§ BAGIAN TEKS:
--

Soekarno Lahir di Surabaya, Bukan Blitar Dari berbagai dokumen sejarah dan pengakuan langsung Bung Karno, diketahui bahwa ia lahir di Surabaya, tepatnya di Jalan Peneleh Gang Pandean IV Nomor 40, Kelurahan Peneleh, Kecamatan Genteng, Kota Surabaya, pada 6 Juni 1901. Kawasan tersebut kini dikenal sebagai Kampung Bung Karno, sebagai bentuk penghormatan atas kelahiran sang proklamator di sana. Dalam buku "Bung Karno: Penyambung Lidah Rakyat Indonesia" karya Cindy Adams, Soekarno menceritakan: “Karena merasa tidak disenangi di Bali, Bapak kemudian mengajukan permohonan kepada Departemen Pengajaran untuk pindah ke Jawa. Bapak dipindah ke Surabaya dan di sanalah aku dilahirkan,” ujar Bung Karno.

--

§ DATA MENTAH:
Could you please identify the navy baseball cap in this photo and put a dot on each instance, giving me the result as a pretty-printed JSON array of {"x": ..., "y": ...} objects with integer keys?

--

§ TUGAS YANG DIKERJAKAN:
1. Menurut teks tentang kelahiran Soekarno, kawasan tempat ia lahir kini dikenal dengan nama apa?
2. Lanjutkan teks tentang kelahiran Soekarno di Surabaya mulai dari kalimat terakhirnya.

§ HASIL TUGAS:
1. Kampung Bung Karno.

2.
Soekarno juga mengisahkan bahwa hari kelahirannya ditandai oleh angka serba enam, serta terjadi bertepatan dengan meletusnya Gunung Kelud di Jawa Timur. Ia lahir dalam kondisi keluarga miskin, di mana ayahnya, Raden Sukemi Sosrodiharjo, tidak mampu memanggil dukun beranak. “Satu-satunya orang yang mengurus Ibu adalah sahabat keluarga kami, seorang laki-laki yang sudah sangat, sangat tua. Adalah dia, dan tak ada orang yang lain, yang menyambut kehadiranku di dunia,” tulis Bung Karno. Sukardi Rinakit Akui Kesalahan Menanggapi kritik publik, Sukardi Rinakit—penyusun teks pidato Presiden Jokowi saat itu—menyampaikan permintaan maaf. Ia mengakui bahwa kesalahan informasi murni berasal dari dirinya. “Kesalahan tersebut sepenuhnya adalah kekeliruan saya dan menjadi tanggung jawab saya,” kata Sukardi dalam keterangan pers yang diterima Kamis malam (4/6/2015). Sukardi menjelaskan bahwa saat penyusunan naskah, Presiden sempat meragukan informasi tersebut.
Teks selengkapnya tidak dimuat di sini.